## [The problem]
Return the exact lines spanning from the line with "Annotate the grey" through the last line of the entries, boundaries included, and no others.

## [Entries from a dataset]
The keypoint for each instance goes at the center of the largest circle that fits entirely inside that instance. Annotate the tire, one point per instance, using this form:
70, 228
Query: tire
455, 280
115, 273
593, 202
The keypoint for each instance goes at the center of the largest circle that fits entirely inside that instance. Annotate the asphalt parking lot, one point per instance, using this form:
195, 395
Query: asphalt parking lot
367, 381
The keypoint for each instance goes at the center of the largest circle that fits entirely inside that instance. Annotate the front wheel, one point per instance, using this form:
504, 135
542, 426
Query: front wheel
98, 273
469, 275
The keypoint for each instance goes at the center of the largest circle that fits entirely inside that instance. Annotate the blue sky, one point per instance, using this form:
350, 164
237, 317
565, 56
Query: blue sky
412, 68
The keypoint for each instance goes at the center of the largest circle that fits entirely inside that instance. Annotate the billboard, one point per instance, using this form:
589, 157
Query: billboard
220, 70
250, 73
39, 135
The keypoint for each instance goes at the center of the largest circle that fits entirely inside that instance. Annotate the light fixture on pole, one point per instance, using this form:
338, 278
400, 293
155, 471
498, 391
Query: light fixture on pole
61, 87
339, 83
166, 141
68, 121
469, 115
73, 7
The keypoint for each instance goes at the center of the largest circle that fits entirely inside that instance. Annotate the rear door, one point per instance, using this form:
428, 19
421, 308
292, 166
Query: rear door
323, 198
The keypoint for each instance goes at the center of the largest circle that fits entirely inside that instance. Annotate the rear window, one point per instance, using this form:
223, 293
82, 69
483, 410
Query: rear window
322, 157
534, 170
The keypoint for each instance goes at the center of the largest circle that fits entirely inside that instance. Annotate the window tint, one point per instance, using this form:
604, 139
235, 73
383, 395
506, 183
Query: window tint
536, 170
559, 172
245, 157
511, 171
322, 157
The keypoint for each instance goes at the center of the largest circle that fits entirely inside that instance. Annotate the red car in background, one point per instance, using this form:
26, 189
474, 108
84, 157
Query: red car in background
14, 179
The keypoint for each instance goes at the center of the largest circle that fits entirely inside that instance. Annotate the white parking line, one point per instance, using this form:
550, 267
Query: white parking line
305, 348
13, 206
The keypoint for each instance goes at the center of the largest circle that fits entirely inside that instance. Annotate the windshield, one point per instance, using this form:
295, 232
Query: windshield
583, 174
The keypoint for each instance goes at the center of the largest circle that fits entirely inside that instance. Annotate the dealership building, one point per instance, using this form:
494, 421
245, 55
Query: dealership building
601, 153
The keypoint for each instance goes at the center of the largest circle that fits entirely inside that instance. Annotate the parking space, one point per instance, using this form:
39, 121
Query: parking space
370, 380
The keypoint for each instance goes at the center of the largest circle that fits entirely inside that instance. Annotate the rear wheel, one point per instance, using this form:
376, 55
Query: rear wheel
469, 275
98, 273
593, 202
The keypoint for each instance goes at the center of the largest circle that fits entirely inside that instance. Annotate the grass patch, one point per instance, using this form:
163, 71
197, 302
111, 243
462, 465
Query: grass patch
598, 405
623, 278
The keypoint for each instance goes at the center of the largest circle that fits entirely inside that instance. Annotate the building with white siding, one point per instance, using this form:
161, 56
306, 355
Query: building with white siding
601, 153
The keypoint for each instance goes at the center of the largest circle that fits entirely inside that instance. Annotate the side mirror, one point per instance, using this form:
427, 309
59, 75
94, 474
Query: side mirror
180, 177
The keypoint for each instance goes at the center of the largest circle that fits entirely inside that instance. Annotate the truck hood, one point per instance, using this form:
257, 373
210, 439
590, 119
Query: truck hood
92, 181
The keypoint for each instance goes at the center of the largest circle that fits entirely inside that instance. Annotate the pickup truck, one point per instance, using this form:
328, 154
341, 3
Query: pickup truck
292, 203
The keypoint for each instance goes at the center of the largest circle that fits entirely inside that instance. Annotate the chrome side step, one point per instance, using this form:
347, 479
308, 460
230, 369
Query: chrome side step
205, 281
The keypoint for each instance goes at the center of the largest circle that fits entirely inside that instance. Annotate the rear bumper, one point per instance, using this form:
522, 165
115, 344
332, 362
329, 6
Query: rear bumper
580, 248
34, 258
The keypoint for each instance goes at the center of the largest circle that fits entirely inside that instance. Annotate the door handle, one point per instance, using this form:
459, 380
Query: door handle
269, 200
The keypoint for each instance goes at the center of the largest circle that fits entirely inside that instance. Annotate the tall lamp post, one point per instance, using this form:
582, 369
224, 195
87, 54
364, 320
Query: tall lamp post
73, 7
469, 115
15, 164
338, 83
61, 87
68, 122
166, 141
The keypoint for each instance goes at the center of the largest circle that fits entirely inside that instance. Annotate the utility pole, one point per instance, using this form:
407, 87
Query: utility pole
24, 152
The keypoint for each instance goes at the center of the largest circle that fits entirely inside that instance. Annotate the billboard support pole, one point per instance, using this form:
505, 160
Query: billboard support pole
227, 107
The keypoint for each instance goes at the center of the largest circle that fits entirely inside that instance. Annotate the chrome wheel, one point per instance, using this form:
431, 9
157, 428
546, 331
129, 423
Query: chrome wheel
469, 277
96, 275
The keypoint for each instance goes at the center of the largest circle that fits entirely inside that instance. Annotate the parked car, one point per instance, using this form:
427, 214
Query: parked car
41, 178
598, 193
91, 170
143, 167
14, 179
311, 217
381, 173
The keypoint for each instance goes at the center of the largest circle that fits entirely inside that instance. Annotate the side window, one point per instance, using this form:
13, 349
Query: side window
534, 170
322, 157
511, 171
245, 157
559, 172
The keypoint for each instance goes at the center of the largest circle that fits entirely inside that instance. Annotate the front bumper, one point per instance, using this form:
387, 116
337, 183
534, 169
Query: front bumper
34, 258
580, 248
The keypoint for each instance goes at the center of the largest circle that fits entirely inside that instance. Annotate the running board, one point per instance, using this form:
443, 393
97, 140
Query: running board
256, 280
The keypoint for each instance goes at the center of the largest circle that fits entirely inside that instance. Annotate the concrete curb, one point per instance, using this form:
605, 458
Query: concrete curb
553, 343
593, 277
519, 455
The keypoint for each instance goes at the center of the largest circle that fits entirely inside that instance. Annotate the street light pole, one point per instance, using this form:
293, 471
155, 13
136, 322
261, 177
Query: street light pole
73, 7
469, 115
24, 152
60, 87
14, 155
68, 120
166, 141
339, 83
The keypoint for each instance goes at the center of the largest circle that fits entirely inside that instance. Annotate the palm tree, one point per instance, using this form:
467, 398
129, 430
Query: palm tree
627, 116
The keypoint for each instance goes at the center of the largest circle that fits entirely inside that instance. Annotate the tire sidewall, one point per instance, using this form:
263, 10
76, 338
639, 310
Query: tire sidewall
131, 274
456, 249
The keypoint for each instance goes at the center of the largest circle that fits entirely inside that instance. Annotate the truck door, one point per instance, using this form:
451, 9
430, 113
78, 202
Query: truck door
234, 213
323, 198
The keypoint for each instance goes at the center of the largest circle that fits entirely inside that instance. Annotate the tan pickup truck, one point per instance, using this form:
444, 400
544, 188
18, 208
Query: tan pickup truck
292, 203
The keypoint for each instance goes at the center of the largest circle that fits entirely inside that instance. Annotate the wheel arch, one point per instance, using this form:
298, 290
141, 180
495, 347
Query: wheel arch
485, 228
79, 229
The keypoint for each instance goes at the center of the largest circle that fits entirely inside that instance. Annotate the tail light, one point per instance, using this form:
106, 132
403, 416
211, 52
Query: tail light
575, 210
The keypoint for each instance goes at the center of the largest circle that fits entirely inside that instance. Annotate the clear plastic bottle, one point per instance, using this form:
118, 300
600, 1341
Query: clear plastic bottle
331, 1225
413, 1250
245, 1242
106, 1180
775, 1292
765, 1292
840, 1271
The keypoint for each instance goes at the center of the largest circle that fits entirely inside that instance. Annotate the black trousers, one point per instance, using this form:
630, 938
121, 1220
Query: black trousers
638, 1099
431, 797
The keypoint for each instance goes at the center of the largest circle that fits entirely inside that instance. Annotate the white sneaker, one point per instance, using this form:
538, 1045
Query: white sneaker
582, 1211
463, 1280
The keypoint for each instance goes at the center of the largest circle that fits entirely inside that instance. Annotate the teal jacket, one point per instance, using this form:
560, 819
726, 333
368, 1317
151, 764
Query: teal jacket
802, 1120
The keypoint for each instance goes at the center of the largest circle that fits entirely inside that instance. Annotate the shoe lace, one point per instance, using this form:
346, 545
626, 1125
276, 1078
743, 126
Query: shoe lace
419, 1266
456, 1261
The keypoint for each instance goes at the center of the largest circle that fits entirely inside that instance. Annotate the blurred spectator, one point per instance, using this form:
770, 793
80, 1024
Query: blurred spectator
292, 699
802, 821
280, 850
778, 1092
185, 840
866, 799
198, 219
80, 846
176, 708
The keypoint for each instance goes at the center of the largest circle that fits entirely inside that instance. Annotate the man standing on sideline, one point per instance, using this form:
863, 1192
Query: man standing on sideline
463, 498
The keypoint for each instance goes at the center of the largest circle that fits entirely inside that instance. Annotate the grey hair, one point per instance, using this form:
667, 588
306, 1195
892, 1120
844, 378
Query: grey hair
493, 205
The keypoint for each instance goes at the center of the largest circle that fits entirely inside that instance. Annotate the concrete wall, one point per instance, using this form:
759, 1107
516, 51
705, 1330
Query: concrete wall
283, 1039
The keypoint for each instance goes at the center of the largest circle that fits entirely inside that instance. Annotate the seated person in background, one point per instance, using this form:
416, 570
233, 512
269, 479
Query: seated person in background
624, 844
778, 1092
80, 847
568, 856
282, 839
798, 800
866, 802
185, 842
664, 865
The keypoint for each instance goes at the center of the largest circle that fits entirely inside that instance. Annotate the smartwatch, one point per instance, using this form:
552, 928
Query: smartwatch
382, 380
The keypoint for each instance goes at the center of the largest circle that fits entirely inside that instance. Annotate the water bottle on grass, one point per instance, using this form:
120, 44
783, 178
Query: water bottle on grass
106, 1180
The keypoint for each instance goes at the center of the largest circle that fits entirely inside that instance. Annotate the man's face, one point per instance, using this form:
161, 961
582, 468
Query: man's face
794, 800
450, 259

## [Output of the task]
The keypoint for each instance goes at the center of the largest circle that fits entirely inside that instance. Annotate the grey hair, one point per instance, using this form:
667, 588
306, 1195
892, 1120
844, 378
Query: grey hair
493, 205
The keypoint for each instance goes at the center of the largest circle that fits entirely inside that instance. Annotate the concrete wall, one point per instance, using this form:
759, 1107
516, 51
705, 1330
Query: concrete wall
283, 1039
The keypoint for each instance goes at the center of the largest circle that fits entirely inside that instance. Annotate the seated person in background, one point per instance, using this form:
416, 570
233, 512
269, 479
Query: seated person in background
624, 844
778, 1092
80, 847
568, 856
282, 839
798, 800
866, 802
185, 842
664, 865
The keypoint for each instance goes at the center of the largest circle that fits entirely inside that instance. Annotate the smartwatch, one point per instance, using this form:
552, 928
Query: smartwatch
382, 380
The keypoint for each instance goes at the center of the largest circle that fits entirely inside that instance. Annotate the water bottle on grass, one point per instance, using this form:
120, 44
783, 178
Query: water bottle on grass
106, 1180
The keypoint for each instance goes at the center of the largest circle that fits entirely inside that instance. Annotate the man's face, one point per instance, using this form:
161, 961
582, 468
Query: man's face
794, 800
450, 259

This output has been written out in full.